Reproduce the rows from the very first line through the line containing "box: [199, 226, 211, 236]", changing "rough mask" to "coarse mask" wherever it occurs and leaving everything else as is. Omit the pictures from your answer.

DATA FOR THE TASK
══════
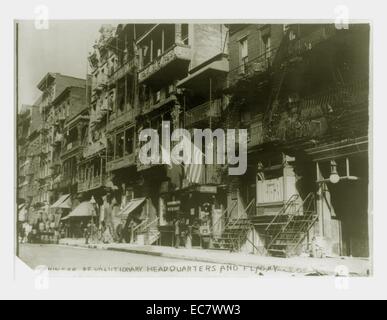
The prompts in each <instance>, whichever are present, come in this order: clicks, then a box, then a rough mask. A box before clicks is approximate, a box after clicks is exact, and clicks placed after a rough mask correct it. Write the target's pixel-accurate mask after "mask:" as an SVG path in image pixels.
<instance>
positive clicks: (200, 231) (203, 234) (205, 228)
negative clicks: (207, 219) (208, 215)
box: [199, 226, 211, 236]
mask: <svg viewBox="0 0 387 320" xmlns="http://www.w3.org/2000/svg"><path fill="white" fill-rule="evenodd" d="M199 233H200V235H201V236H209V235H210V234H211V230H210V227H209V226H201V227H200V228H199Z"/></svg>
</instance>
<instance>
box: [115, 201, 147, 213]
mask: <svg viewBox="0 0 387 320" xmlns="http://www.w3.org/2000/svg"><path fill="white" fill-rule="evenodd" d="M145 200H146V198H137V199H133V200H130V201H129V203H128V204H127V205H126V206H125V208H124V209H122V210H121V212H120V213H119V214H118V216H120V217H121V218H127V217H128V216H129V215H130V214H131V213H132V212H133V211H134V210H136V209H137V208H138V207H139V206H141V205H142V204H143V203H144V202H145Z"/></svg>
══════
EXPECTED ANSWER
The prompts in each <instance>, whichever are present, come in this order: clicks, then a box, then a coarse mask. A box before clicks is approximate, a box after clicks is exact, and clicks placed after a coarse mask correct it. Write the target's pixel-accurate mask after "mask:" as an SVG path in image pixels.
<instance>
positive clicks: (200, 231) (203, 234) (205, 228)
negative clicks: (207, 219) (208, 215)
box: [199, 226, 211, 236]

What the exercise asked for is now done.